# SET TASK 1
Copy from the International Women's Day post, word for word, the passage starting with "(In my current" and going on through "places as well.)".

I lean on the shoulders of women. And, yes, as a man in a White patriarchy too often I stand on the shoulders of women. That must be shouted (or blogged) at minimum. More to the point, that must be fought now and for all time to come.

I say this today, because it’s International Women’s Day. This day has meaning and history rooted in socialism and a fight against capitalism; this day is a reminder of the contributions and power of women. Unfortunately, it also gets washed over in international institutional liberalism — as though the U.N. celebrating a day for women (or refugees or water or parrots) is at all sufficient to make deep structural change to a patriarchic capitalist world system that systematically devalues women (and refugees and water and parrots).

In the contemporary conjuncture globally and locally with the rise of alt-right, alt-fact, White Male, Pro-West, fascist (and fascist allied) Trumpian politics, International Women’s Day has particular import as women globally have called for a strike. And that should be a big fucking deal. For more on why, check this.

(In my current home of Berkeley amid my radical and feminist and Marxist and non-categorizable geographer circle, a women’s strike of course resonates. I’ve certainly been party to discussions about the meaning of the strike, what is the best way to observe its spirit, what good it will do, logics, modes, justifications, etc. That there is a strike and that it may have some meaning for some is not in question. I don’t know if that’s the case elsewhere. I suspect that calls for a strike will reverberate less or may be heard less in places where one is, for example, further removed from the Jacobin (read: self-critique of academia’s more than occasional echo chamber). That said, I grew up and worked quite far from academia for many years and I still have friends well outside my current academic bubble. I also suspect there will be some critical, awesome strikers in those places as well.)

In recognition of this — that women widely are hearing and responding to a call for a strike — I want to highlight, mostly for other men, the ways in which I, as a man, lean and stand on the shoulders of women.

Sure, I stand on the shoulders of men, too. But by and large, those men are recognized for it. They are often paid, and paid better than their female counterparts, for it. They are more likely to be heard and listened to. Less likely to be judged in myriad ways. Less likely to be frowned at or be told they’re being bossy or high strung or up tight. No one will ask if it’s their time of the month. People will make misogynist jokes and not worry if they might feel slighted. No one will try to grab their pussies. No one will dismiss them when someone tries to grab their pussy. Those men are less likely to be asked to labor without pay, to raise children, take on burdens, to cook or to clean, to be professional and domestic, to be told to look nice/look sexy/watch your weight/sit up straight, to always be everything/and. They are less likely to told be to play by the rules of another. In our world historical society, they — men — will be more respected and valued and that respect and value will spool upon itself. The world will remains built for them, men, me included.

# SET TASK 2
How many lines of the listing below contain the string "nail"? Reply with the number alone.

# DATASET
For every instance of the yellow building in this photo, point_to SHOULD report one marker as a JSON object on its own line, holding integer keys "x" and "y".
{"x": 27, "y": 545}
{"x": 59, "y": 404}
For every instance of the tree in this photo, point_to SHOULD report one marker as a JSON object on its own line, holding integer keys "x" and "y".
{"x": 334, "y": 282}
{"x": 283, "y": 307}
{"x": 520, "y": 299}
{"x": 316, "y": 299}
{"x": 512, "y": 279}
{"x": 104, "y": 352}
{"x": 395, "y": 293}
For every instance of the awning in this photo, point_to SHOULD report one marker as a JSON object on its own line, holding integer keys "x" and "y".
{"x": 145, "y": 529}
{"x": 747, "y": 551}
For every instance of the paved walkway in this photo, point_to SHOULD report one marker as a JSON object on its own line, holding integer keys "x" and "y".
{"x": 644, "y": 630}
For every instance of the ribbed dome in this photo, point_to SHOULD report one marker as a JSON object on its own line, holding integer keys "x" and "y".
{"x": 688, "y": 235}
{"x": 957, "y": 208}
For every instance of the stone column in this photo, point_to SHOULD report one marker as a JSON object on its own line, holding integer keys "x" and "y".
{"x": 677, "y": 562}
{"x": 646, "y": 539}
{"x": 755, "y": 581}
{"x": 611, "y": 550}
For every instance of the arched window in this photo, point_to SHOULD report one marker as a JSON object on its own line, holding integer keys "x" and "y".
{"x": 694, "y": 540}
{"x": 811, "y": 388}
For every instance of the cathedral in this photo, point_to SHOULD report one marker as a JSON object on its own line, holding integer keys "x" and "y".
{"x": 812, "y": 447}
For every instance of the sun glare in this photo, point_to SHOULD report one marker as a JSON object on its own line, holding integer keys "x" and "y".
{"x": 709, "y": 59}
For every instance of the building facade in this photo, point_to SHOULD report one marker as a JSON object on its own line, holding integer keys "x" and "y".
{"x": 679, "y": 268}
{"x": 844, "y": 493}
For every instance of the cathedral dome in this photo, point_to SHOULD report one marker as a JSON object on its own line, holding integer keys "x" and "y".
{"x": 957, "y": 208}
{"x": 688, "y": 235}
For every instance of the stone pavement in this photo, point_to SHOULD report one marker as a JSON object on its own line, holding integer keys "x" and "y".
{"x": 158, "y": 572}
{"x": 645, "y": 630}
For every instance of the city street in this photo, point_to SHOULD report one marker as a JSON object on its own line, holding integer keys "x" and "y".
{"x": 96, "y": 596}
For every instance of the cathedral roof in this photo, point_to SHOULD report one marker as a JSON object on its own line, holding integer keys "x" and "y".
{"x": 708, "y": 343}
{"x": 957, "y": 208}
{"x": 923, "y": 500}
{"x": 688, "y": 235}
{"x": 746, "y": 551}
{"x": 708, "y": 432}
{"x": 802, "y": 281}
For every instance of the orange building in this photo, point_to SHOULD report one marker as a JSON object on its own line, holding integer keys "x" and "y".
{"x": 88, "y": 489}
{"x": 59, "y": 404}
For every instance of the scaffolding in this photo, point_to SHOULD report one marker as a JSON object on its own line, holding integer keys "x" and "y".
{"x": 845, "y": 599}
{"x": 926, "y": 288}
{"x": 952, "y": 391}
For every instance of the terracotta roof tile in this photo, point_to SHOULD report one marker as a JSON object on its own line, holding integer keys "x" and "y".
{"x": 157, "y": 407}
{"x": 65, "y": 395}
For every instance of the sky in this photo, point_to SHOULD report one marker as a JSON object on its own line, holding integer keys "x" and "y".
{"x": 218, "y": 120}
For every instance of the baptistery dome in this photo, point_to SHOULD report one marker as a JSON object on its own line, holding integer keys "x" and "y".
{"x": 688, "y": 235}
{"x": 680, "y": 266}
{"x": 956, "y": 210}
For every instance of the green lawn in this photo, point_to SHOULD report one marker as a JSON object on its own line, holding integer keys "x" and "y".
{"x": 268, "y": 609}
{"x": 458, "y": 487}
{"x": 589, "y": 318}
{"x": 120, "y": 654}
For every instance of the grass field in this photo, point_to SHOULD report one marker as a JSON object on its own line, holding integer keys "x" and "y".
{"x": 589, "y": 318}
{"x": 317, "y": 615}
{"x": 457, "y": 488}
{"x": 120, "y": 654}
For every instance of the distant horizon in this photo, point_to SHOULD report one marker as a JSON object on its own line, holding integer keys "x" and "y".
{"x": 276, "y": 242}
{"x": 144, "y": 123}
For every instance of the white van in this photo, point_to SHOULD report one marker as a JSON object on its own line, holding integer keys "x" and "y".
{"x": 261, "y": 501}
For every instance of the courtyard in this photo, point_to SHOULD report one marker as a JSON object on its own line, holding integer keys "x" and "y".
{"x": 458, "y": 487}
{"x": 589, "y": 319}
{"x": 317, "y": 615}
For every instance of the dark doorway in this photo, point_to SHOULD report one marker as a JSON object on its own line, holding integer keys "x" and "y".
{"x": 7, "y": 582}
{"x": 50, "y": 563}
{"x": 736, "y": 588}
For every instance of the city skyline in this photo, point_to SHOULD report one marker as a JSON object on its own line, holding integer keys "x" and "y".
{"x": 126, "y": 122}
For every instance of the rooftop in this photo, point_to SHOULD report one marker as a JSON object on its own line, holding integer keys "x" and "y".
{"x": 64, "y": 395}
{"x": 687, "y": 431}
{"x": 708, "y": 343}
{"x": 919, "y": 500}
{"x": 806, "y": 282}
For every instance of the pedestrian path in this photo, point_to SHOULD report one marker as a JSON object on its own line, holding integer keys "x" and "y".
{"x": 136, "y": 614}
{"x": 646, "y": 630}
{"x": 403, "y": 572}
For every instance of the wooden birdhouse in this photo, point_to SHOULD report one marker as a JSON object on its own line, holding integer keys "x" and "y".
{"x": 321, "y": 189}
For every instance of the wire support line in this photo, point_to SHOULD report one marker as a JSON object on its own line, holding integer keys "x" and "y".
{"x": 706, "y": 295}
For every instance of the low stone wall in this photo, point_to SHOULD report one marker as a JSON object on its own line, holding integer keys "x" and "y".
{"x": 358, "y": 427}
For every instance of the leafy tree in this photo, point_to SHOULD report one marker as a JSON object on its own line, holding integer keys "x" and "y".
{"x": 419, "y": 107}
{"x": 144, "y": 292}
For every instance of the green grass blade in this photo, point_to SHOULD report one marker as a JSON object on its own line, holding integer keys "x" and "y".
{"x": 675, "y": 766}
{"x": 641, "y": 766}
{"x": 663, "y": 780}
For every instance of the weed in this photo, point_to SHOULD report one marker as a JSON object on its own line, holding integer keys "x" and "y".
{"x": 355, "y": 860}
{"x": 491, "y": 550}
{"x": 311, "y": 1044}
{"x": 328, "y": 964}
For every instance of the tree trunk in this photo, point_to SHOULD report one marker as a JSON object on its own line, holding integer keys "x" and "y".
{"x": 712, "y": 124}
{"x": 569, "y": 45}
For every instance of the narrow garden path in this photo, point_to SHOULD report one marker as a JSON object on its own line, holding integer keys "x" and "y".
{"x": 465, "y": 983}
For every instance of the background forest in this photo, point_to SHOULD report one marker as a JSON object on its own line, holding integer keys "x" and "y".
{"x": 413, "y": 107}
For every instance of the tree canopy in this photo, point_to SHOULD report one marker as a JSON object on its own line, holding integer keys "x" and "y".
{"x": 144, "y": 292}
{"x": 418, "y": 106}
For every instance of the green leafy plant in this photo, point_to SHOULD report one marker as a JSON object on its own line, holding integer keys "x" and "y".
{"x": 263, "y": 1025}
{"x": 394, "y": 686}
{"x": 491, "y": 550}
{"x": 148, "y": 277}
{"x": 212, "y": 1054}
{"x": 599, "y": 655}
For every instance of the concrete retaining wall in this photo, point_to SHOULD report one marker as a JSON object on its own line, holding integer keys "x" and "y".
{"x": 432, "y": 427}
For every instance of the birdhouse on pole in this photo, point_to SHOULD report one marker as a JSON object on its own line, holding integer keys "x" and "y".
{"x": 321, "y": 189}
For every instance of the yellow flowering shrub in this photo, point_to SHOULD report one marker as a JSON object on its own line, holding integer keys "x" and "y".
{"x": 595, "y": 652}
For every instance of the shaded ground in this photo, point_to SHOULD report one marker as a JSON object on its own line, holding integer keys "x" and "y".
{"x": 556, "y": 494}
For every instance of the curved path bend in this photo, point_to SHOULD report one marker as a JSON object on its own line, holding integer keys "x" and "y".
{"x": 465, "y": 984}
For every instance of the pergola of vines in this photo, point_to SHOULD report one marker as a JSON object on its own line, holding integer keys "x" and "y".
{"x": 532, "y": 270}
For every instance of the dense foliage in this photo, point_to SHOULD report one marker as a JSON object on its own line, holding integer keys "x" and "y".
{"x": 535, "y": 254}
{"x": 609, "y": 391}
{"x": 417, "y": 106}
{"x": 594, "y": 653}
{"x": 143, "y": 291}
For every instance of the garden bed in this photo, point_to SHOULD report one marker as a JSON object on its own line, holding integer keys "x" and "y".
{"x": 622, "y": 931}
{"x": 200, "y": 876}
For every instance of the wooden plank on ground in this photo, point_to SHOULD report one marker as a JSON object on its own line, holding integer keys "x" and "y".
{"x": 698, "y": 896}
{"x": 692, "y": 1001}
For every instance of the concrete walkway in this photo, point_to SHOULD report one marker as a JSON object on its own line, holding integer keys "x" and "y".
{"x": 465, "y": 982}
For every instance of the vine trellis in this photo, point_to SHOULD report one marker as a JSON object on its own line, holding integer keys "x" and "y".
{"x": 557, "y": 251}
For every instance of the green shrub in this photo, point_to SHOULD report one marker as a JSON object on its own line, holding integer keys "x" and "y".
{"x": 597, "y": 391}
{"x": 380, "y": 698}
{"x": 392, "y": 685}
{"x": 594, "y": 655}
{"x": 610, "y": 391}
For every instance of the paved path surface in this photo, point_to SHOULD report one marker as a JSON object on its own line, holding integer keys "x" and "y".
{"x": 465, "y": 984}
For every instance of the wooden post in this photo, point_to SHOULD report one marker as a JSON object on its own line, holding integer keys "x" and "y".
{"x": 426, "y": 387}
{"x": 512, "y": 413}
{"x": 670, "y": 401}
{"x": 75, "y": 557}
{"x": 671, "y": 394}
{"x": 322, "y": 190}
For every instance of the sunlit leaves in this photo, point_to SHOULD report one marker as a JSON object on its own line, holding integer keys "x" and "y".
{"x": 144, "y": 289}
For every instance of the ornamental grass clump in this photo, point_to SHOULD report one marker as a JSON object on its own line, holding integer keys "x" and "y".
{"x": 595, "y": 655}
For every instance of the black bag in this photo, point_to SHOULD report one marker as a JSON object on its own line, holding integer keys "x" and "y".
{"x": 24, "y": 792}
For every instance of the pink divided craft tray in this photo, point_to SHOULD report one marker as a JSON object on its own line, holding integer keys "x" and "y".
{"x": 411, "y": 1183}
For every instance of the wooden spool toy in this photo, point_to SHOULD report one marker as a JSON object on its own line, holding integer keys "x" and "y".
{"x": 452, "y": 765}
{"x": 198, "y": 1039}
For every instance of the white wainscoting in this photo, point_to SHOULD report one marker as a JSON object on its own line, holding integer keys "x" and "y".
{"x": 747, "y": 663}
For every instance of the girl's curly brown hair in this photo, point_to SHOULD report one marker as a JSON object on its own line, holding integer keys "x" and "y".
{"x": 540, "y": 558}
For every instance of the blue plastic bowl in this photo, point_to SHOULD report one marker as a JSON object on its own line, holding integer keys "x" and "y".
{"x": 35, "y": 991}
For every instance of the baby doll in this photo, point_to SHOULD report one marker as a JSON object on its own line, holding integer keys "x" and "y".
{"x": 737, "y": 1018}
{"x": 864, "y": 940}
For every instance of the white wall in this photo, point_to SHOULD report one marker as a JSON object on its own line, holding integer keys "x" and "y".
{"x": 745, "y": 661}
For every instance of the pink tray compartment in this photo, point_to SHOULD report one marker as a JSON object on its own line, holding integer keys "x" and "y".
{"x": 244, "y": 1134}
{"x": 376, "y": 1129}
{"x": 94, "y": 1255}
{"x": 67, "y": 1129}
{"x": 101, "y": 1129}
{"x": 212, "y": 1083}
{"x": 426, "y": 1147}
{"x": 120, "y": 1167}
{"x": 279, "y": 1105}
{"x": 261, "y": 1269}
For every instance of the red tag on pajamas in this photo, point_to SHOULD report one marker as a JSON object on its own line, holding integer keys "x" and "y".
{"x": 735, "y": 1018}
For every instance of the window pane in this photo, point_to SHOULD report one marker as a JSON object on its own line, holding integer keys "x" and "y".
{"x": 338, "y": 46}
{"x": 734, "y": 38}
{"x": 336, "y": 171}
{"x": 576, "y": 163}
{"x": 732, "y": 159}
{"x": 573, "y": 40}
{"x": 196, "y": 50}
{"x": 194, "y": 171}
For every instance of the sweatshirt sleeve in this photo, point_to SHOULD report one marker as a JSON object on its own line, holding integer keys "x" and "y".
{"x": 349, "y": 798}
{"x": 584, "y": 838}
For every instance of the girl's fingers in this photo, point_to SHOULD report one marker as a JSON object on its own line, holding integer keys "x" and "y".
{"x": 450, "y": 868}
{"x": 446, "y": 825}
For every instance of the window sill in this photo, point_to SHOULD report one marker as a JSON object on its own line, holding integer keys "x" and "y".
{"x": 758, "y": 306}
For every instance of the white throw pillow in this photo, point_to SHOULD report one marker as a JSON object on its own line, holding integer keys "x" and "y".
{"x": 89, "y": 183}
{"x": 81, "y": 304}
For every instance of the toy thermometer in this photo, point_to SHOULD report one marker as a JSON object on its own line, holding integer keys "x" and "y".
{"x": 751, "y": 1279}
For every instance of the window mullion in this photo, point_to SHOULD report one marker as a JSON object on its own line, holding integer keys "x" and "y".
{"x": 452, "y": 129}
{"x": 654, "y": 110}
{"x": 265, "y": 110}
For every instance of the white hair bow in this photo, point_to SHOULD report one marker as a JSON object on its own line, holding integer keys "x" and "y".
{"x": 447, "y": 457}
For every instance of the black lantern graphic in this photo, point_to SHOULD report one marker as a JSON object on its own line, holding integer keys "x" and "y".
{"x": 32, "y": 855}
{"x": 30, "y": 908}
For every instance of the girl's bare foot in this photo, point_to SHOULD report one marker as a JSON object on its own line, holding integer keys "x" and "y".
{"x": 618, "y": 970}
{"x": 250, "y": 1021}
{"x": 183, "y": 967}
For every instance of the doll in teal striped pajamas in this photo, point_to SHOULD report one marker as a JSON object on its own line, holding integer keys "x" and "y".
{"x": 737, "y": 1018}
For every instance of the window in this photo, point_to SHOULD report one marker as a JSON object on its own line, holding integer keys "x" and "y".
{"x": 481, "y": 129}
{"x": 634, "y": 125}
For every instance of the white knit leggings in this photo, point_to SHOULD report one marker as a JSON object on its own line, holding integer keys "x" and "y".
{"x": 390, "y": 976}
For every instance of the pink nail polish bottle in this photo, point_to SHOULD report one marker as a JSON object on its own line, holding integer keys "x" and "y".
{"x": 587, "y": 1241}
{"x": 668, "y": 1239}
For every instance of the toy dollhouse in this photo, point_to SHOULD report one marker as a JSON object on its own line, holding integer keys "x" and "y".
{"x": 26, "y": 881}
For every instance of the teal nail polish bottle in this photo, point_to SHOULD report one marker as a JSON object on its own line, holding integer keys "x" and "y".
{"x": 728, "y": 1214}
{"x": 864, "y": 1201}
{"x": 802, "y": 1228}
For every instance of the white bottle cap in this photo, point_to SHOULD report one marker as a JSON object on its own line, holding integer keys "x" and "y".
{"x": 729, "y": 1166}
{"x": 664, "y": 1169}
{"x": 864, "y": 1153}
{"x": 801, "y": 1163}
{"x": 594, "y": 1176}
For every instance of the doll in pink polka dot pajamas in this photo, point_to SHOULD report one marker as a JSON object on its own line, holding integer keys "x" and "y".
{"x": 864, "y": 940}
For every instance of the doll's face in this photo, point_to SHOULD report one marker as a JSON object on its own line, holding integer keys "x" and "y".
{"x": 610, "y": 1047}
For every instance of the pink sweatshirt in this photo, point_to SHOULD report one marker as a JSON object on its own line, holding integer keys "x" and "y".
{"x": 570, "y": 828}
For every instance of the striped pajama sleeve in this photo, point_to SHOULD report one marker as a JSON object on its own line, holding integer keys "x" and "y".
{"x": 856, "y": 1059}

# TASK OUTPUT 1
(In my current home of Berkeley amid my radical and feminist and Marxist and non-categorizable geographer circle, a women’s strike of course resonates. I’ve certainly been party to discussions about the meaning of the strike, what is the best way to observe its spirit, what good it will do, logics, modes, justifications, etc. That there is a strike and that it may have some meaning for some is not in question. I don’t know if that’s the case elsewhere. I suspect that calls for a strike will reverberate less or may be heard less in places where one is, for example, further removed from the Jacobin (read: self-critique of academia’s more than occasional echo chamber). That said, I grew up and worked quite far from academia for many years and I still have friends well outside my current academic bubble. I also suspect there will be some critical, awesome strikers in those places as well.)

# TASK OUTPUT 2
2